WHAT THE EXERCISE ASKS => Copy the data below word for word, from its first line through the line that contains "positive clicks: (225, 135) (205, 65)", both included, and leave the pictures out.

# # # #

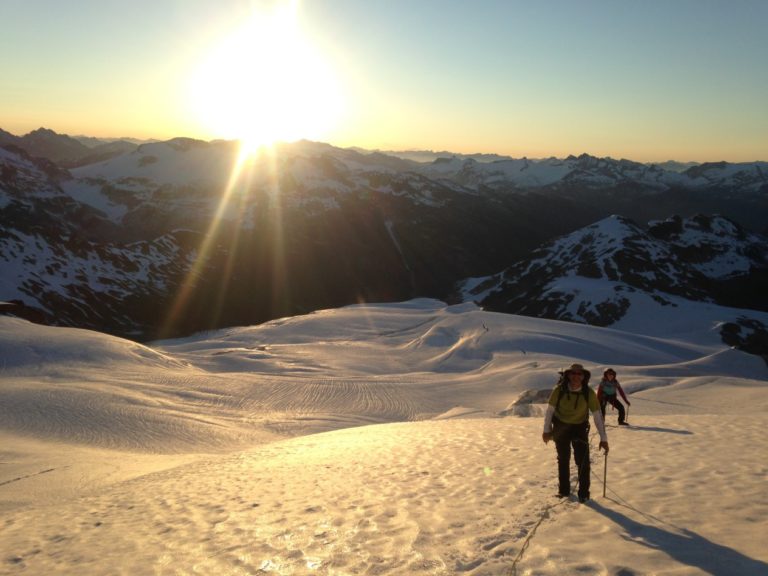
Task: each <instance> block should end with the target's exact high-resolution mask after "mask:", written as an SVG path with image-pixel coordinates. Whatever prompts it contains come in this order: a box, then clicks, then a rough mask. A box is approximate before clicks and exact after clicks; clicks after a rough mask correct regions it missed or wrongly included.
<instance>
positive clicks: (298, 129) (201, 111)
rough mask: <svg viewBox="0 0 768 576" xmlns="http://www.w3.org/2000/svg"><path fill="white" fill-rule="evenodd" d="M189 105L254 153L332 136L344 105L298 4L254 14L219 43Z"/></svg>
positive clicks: (225, 135) (205, 65)
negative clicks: (300, 141)
mask: <svg viewBox="0 0 768 576" xmlns="http://www.w3.org/2000/svg"><path fill="white" fill-rule="evenodd" d="M189 99H190V105H191V107H192V109H193V112H194V114H195V115H196V117H197V118H198V119H199V122H200V124H201V125H202V126H203V128H204V130H206V131H207V132H208V133H210V134H211V135H212V137H214V138H225V139H238V140H240V141H241V145H242V148H243V150H244V151H248V152H252V151H255V150H257V149H258V148H260V147H263V146H268V145H271V144H274V143H275V142H277V141H294V140H298V139H302V138H306V139H310V140H322V139H327V137H328V134H329V133H330V130H331V129H332V128H333V127H334V125H335V123H336V121H337V119H338V117H339V114H340V111H341V109H342V104H341V94H340V90H339V88H338V83H337V79H336V77H335V75H334V72H333V70H332V68H331V66H330V64H329V61H328V60H327V58H324V57H323V55H322V54H321V52H320V51H319V50H318V49H317V48H316V47H314V46H312V45H311V44H310V42H309V41H308V39H307V38H306V37H305V36H304V35H303V34H302V33H301V30H300V28H299V23H298V7H297V2H296V1H292V2H288V3H283V4H281V5H279V6H277V7H276V8H274V9H273V10H272V11H271V12H267V11H255V12H254V13H253V14H252V15H251V17H250V19H249V20H248V21H247V22H246V23H244V24H243V25H242V26H241V27H239V28H238V29H236V30H234V31H233V32H232V33H231V34H229V35H228V36H227V37H225V38H222V39H221V40H220V41H219V43H218V44H217V45H215V46H213V47H212V48H211V49H210V51H209V52H208V54H207V55H206V56H205V57H204V58H203V60H202V61H201V62H200V64H199V66H198V67H197V69H196V70H195V72H194V74H193V75H192V78H191V81H190V87H189Z"/></svg>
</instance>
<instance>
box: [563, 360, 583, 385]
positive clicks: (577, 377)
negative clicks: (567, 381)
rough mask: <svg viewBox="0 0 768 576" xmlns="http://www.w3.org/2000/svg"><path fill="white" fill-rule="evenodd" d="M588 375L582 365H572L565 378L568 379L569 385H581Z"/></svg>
mask: <svg viewBox="0 0 768 576" xmlns="http://www.w3.org/2000/svg"><path fill="white" fill-rule="evenodd" d="M586 373H587V371H586V370H584V366H582V365H581V364H571V367H570V368H568V369H567V370H566V371H565V377H566V378H568V383H569V384H573V385H581V383H582V382H583V381H584V379H585V376H586Z"/></svg>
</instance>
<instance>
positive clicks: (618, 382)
mask: <svg viewBox="0 0 768 576" xmlns="http://www.w3.org/2000/svg"><path fill="white" fill-rule="evenodd" d="M616 388H617V389H618V391H619V394H621V397H622V398H624V402H626V403H627V406H629V405H630V402H629V400H627V395H626V394H624V388H622V387H621V384H619V381H618V380H617V381H616Z"/></svg>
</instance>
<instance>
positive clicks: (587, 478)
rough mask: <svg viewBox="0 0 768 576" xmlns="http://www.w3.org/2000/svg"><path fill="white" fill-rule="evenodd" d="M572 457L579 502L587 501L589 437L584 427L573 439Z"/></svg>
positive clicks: (587, 487)
mask: <svg viewBox="0 0 768 576" xmlns="http://www.w3.org/2000/svg"><path fill="white" fill-rule="evenodd" d="M573 456H574V458H575V460H576V467H577V468H578V470H579V500H588V499H589V486H590V473H591V471H590V464H589V436H588V432H587V428H586V426H585V427H584V429H583V431H582V430H580V431H579V433H578V434H577V435H576V436H575V437H574V439H573Z"/></svg>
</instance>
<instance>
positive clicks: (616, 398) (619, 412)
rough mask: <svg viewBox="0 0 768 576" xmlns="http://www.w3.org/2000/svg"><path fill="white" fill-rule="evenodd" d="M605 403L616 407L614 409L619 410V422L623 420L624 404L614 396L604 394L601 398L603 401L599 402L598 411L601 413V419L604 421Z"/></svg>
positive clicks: (624, 414)
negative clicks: (605, 395)
mask: <svg viewBox="0 0 768 576" xmlns="http://www.w3.org/2000/svg"><path fill="white" fill-rule="evenodd" d="M606 404H610V405H611V406H613V407H614V408H616V410H618V411H619V422H620V423H621V422H624V415H625V412H624V404H622V403H621V402H619V399H618V398H616V396H605V397H604V398H603V401H602V402H600V412H602V413H603V421H605V405H606Z"/></svg>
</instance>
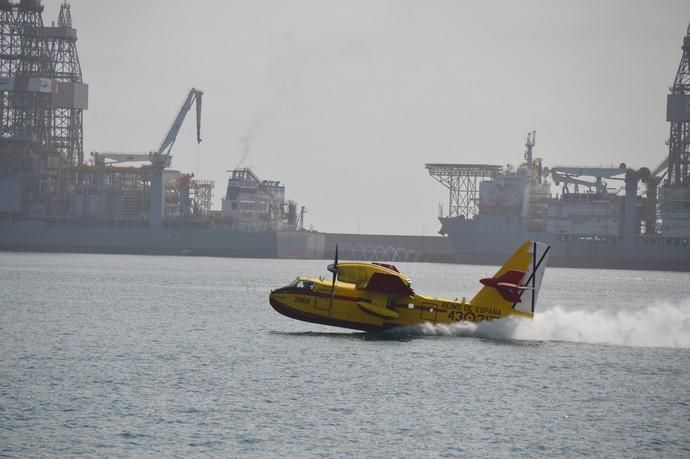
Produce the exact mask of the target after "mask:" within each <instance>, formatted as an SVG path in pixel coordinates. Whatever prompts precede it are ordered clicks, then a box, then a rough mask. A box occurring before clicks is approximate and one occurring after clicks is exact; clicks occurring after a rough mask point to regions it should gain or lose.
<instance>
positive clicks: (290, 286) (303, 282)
mask: <svg viewBox="0 0 690 459" xmlns="http://www.w3.org/2000/svg"><path fill="white" fill-rule="evenodd" d="M288 287H292V288H299V289H304V290H314V283H313V282H312V281H309V280H305V279H300V278H299V277H298V278H297V279H295V280H294V281H292V282H291V283H290V285H288Z"/></svg>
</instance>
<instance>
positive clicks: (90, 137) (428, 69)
mask: <svg viewBox="0 0 690 459" xmlns="http://www.w3.org/2000/svg"><path fill="white" fill-rule="evenodd" d="M60 3H61V1H58V0H48V1H44V4H45V5H46V11H45V12H44V16H43V19H44V22H45V23H46V24H50V22H51V21H53V20H56V18H57V12H58V9H59V4H60ZM70 3H71V5H72V17H73V21H74V26H75V27H76V28H77V29H78V36H79V41H78V47H79V54H80V58H81V64H82V70H83V73H84V81H86V82H87V83H89V85H90V101H89V104H90V108H89V110H88V111H87V112H86V114H85V116H84V124H85V127H84V145H85V151H86V152H87V155H88V152H91V151H99V150H100V151H132V152H146V151H149V150H153V149H156V148H158V145H159V143H160V141H161V140H162V138H163V136H164V134H165V133H166V132H167V130H168V128H169V126H170V123H171V122H172V120H173V118H174V116H175V115H176V113H177V110H178V109H179V106H180V104H181V103H182V101H183V99H184V97H185V95H186V93H187V91H188V90H189V88H191V87H197V88H199V89H202V90H204V91H205V95H204V107H203V121H202V138H203V142H202V144H201V146H200V147H197V146H196V142H195V138H194V137H195V132H194V122H193V121H194V118H193V117H190V118H189V119H187V121H186V123H185V126H184V128H183V130H182V132H181V133H180V135H179V137H178V140H177V143H176V145H175V147H174V150H173V168H175V169H179V170H183V171H189V172H194V173H195V174H196V177H197V178H204V179H210V180H214V181H215V183H216V190H215V198H214V207H216V208H219V207H220V198H221V197H222V195H223V194H224V193H225V186H226V183H227V176H228V174H227V173H226V172H225V171H226V170H228V169H233V168H235V167H236V166H238V164H240V163H242V165H244V166H252V167H253V168H254V170H255V171H256V173H257V174H258V175H259V177H261V178H264V179H275V180H280V181H282V182H283V183H284V184H285V185H286V187H287V195H288V198H290V199H294V200H296V201H298V202H299V203H300V205H305V206H306V207H307V208H308V213H307V215H306V218H305V220H306V223H307V225H313V226H314V228H316V229H318V230H321V231H327V232H357V231H358V230H359V231H360V232H361V233H393V234H422V233H423V232H424V233H425V234H427V235H428V234H435V233H436V232H437V231H438V229H439V227H440V225H439V224H438V222H437V220H436V217H437V215H438V204H439V203H440V202H442V203H444V204H445V203H447V200H448V194H447V190H446V189H445V188H443V187H442V186H441V185H440V184H438V183H437V182H436V181H435V180H434V179H432V178H431V177H430V176H429V175H428V174H427V171H426V170H425V168H424V164H425V163H427V162H456V163H463V162H465V163H492V164H506V163H518V162H519V161H520V160H521V159H522V154H523V151H524V146H523V145H524V140H525V135H526V133H527V132H528V131H529V130H532V129H536V130H537V146H536V148H535V154H536V156H537V157H543V158H544V159H545V164H546V165H549V166H551V165H555V164H577V165H610V164H615V165H618V164H619V163H620V162H626V163H627V164H629V165H632V166H636V167H639V166H649V167H652V168H653V167H654V166H656V165H657V164H658V163H659V162H660V161H661V160H662V159H663V158H664V157H665V156H666V155H667V147H666V145H665V143H664V142H665V141H666V139H667V137H668V131H669V127H668V123H667V122H666V121H665V115H666V94H667V93H668V88H669V86H670V85H671V83H672V81H673V78H674V76H675V73H676V70H677V68H678V63H679V60H680V57H681V49H680V47H681V44H682V40H683V36H684V35H685V31H686V28H687V25H688V21H690V2H688V1H687V0H682V1H681V0H678V1H658V0H656V1H653V0H650V1H629V0H628V1H567V2H566V1H553V0H544V1H521V2H518V1H481V2H479V1H477V2H466V1H458V0H455V1H434V0H427V1H422V0H416V1H402V0H400V1H376V0H365V1H352V0H348V1H345V0H342V1H327V0H304V1H286V0H281V1H261V0H251V1H227V0H225V1H221V0H218V1H210V0H209V1H204V0H197V1H189V0H187V1H177V0H175V1H170V0H157V1H149V0H147V1H142V0H119V1H111V0H109V1H106V0H72V1H71V2H70ZM246 137H249V138H251V142H250V152H249V154H248V155H247V156H246V157H245V158H244V160H243V143H242V139H243V138H246ZM445 207H447V204H445Z"/></svg>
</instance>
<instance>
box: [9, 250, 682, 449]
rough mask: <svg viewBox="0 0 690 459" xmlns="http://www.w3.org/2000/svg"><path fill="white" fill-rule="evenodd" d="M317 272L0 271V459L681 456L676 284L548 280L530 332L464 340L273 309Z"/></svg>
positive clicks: (679, 295) (416, 289)
mask: <svg viewBox="0 0 690 459" xmlns="http://www.w3.org/2000/svg"><path fill="white" fill-rule="evenodd" d="M326 264H327V262H326V261H290V260H247V259H230V258H194V257H156V256H129V255H122V256H120V255H75V254H15V253H0V456H2V457H65V456H69V457H74V456H85V457H102V456H128V457H194V456H215V457H290V458H293V457H348V458H349V457H372V458H373V457H381V458H388V457H415V458H416V457H578V456H595V457H626V458H627V457H654V458H656V457H664V458H669V457H679V458H680V457H683V458H687V457H690V275H688V273H671V272H651V271H616V270H575V269H562V268H561V269H558V268H549V269H547V271H546V275H545V279H544V287H543V289H542V292H541V296H540V304H539V305H538V310H537V312H538V314H537V318H536V319H535V320H534V321H529V320H524V321H498V322H494V323H487V324H483V325H480V326H479V327H477V326H473V325H469V324H459V325H457V326H453V327H433V326H420V327H418V328H415V329H412V330H407V331H405V332H390V333H384V334H366V333H359V332H353V331H348V330H341V329H337V328H331V327H325V326H319V325H313V324H308V323H303V322H297V321H294V320H292V319H288V318H286V317H283V316H281V315H279V314H278V313H276V312H275V311H273V309H272V308H271V307H270V306H269V304H268V294H269V291H270V290H271V289H272V288H276V287H279V286H282V285H284V284H287V283H288V282H290V281H291V280H292V279H293V278H294V277H295V276H296V275H297V274H309V275H315V276H318V275H321V274H323V275H326V274H328V273H327V272H326V270H325V265H326ZM398 267H399V268H400V269H401V270H402V271H403V272H404V273H406V274H409V276H410V277H411V278H412V281H413V287H414V288H415V289H416V290H417V291H419V292H420V293H430V294H434V295H437V296H445V297H451V298H455V297H462V296H466V297H471V296H472V294H473V293H474V292H475V291H476V290H477V289H478V287H479V282H478V279H479V278H481V277H484V276H486V275H489V274H492V273H493V271H494V270H495V268H494V267H487V266H462V265H441V264H423V263H399V264H398Z"/></svg>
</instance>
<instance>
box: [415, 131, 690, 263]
mask: <svg viewBox="0 0 690 459" xmlns="http://www.w3.org/2000/svg"><path fill="white" fill-rule="evenodd" d="M535 136H536V133H535V132H532V133H530V134H529V135H528V139H527V143H526V147H527V150H526V153H525V162H524V163H522V164H521V165H519V166H518V167H503V166H497V165H486V164H427V165H426V167H427V169H428V170H429V173H430V174H431V175H432V176H434V177H435V178H437V179H438V180H439V181H441V182H442V183H445V184H453V187H452V189H451V193H450V194H451V206H450V209H451V210H452V211H454V213H455V214H456V215H451V216H441V217H440V218H439V220H440V222H441V229H440V233H441V234H443V235H446V236H448V238H449V239H450V241H451V242H452V244H453V247H454V250H455V261H457V262H458V263H469V264H495V263H499V262H500V260H501V259H502V258H504V257H505V256H506V254H509V253H510V251H511V250H512V247H514V246H515V245H516V244H519V243H520V241H524V240H528V239H533V240H539V241H542V242H545V243H547V244H549V245H550V246H551V260H552V264H553V265H555V266H562V267H581V268H629V269H661V270H682V271H690V199H688V198H689V197H690V194H688V193H687V189H685V188H684V187H672V186H668V183H666V184H665V185H664V186H662V187H661V188H659V187H658V185H659V183H660V182H661V181H662V180H663V177H664V176H665V174H667V173H668V162H667V161H663V162H662V163H661V164H660V165H659V166H658V167H657V168H655V170H653V171H652V170H650V169H649V168H646V167H643V168H639V169H632V168H628V167H626V165H625V164H620V165H619V166H610V167H573V166H554V167H551V168H548V167H544V166H543V164H542V159H541V158H534V159H533V158H532V154H533V147H534V145H535ZM554 191H555V192H554ZM453 197H455V202H453Z"/></svg>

# # # #

ANSWER SPACE =>
Task: each <instance> block should end with the target's exact high-resolution mask after "mask:", written as an SVG path with image-pixel coordinates. Whatever prompts it contains come in this order: a box, then clicks, then a rough mask. A box is approximate before clicks and exact after clicks; clicks after a rough mask correct regions it missed or wrongly included.
<instance>
positive clicks: (298, 129) (201, 111)
rough mask: <svg viewBox="0 0 768 576" xmlns="http://www.w3.org/2000/svg"><path fill="white" fill-rule="evenodd" d="M189 105L254 153L332 136L344 105L298 4L254 14L219 43Z"/></svg>
positive clicks: (225, 135) (205, 65)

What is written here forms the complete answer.